◆ Given text:
Extr
Named Entity Recognition (NER) and Relation Extraction (RE) library using Regular Expressions
Install
pip install extr
Example
text = 'Ted is a Pitcher.'
Find Named Entities from text.
from extr import RegEx, RegExLabel
from extr.entities import EntityExtractor
entity_extractor = EntityExtractor([
RegExLabel('PERSON', [
RegEx([r'ted'], re.IGNORECASE)
]),
RegExLabel('POSITION', [
RegEx([r'pitcher'], re.IGNORECASE)
]),
])
entities = entity_extractor.get_entities(text)
or add a knowledge base
from extr import RegEx, RegExLabel
from extr.entities import create_entity_extractor
entity_extractor = create_entity_extractor(
[
RegExLabel('POSITION', [
RegEx([r'pitcher'], re.IGNORECASE)
]),
],
kb={
'PERSON': ['Ted']
}
)
entities = entity_extractor.get_entities(text)
2. Visualize Entities in HTML
Annotate text to display in HTML.
from extr.entities.viewers import HtmlViewer
viewer = HtmlViewer()
viewer.append(text, entities)

◆ Data:
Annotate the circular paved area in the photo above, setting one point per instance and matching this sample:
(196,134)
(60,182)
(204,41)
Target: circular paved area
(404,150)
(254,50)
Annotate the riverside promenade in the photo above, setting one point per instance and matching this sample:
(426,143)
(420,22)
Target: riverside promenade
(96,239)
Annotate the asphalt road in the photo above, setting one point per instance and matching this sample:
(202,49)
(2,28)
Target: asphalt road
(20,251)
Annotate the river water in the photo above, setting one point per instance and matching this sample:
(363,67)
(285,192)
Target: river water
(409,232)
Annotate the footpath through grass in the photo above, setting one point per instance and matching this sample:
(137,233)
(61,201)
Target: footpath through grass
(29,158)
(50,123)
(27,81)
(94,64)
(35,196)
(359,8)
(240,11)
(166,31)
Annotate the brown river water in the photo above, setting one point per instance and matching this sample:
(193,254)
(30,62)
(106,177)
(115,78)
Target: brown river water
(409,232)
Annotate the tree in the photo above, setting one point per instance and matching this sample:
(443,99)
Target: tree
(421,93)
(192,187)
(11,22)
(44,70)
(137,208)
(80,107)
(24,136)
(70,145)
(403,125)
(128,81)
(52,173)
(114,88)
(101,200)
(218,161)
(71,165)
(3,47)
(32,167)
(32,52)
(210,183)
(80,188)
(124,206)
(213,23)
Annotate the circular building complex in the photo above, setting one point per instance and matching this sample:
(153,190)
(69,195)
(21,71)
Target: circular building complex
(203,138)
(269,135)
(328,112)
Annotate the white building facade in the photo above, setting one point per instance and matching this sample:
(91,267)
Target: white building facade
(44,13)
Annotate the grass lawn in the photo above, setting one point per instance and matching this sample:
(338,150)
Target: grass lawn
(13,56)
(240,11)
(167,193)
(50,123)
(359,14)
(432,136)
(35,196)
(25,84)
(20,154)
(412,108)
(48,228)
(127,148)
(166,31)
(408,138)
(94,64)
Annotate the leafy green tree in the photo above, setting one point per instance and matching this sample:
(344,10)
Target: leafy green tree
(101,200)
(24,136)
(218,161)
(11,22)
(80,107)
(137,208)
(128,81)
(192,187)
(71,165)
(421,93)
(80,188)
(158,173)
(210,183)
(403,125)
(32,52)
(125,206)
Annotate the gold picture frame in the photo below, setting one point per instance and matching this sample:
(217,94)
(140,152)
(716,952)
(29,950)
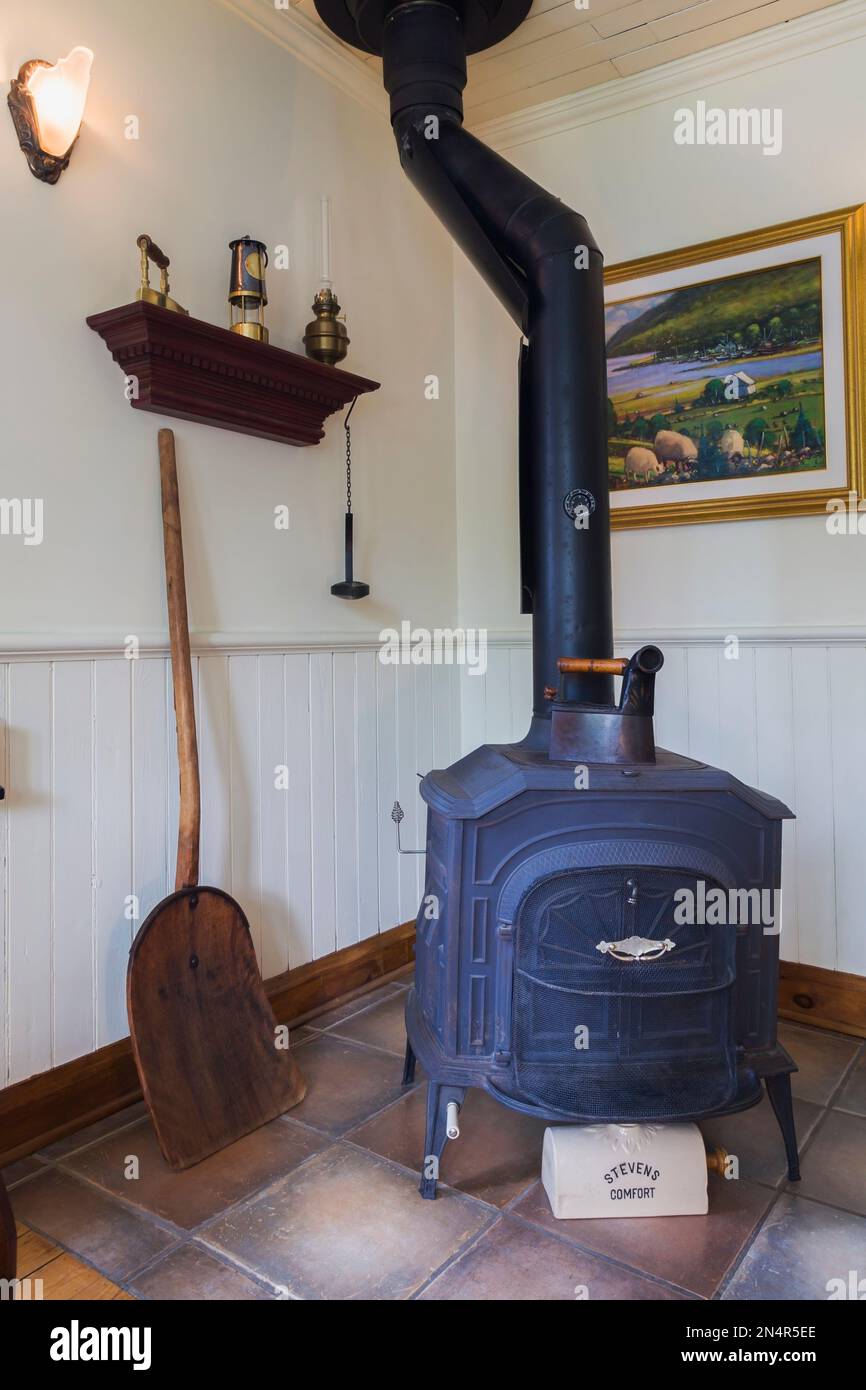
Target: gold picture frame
(850,224)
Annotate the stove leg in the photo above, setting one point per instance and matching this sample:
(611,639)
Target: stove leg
(438,1100)
(779,1090)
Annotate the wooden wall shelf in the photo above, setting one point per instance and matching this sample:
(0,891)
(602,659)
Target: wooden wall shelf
(196,371)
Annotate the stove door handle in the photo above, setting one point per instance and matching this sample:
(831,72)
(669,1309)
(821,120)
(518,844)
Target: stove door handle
(635,948)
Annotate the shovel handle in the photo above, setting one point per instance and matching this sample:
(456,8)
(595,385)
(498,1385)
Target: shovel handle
(181,670)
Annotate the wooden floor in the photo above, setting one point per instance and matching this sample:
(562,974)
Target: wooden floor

◆ Task set:
• a. In the extr library page, starting at "2. Visualize Entities" and ending at "viewer.append(text, entities)", change "Annotate" to "Mark up" and give that stretch again.
• b. Write what comes next in the extr library page after its last line.

◆ Results in order:
• a.
2. Visualize Entities in HTML
Mark up text to display in HTML.
from extr.entities.viewers import HtmlViewer
viewer = HtmlViewer()
viewer.append(text, entities)

• b.
html = viewer.create_view(custom_styles="""
.lb-PERSON {
background-color: orange;
}
.lb-POSITION {
background-color: yellow;
}
""")

Annotate and Extract Relationships between Entities
from extr.entities import EntityAnnotator
from extr.relations import RelationExtractor, \
RegExRelationLabelBuilder
relationship = RegExRelationLabelBuilder('is_a') \
.add_e1_to_e2(
'PERSON',
[
r'\s+is\s+a\s+',
],
'POSITION'
) \
.build()
relations_to_extract = [relationship]
annotated_text = EntityAnnotator().annotate(text, entities)
relations = RelationExtractor(relations_to_extract).extract(annotated_text, entities)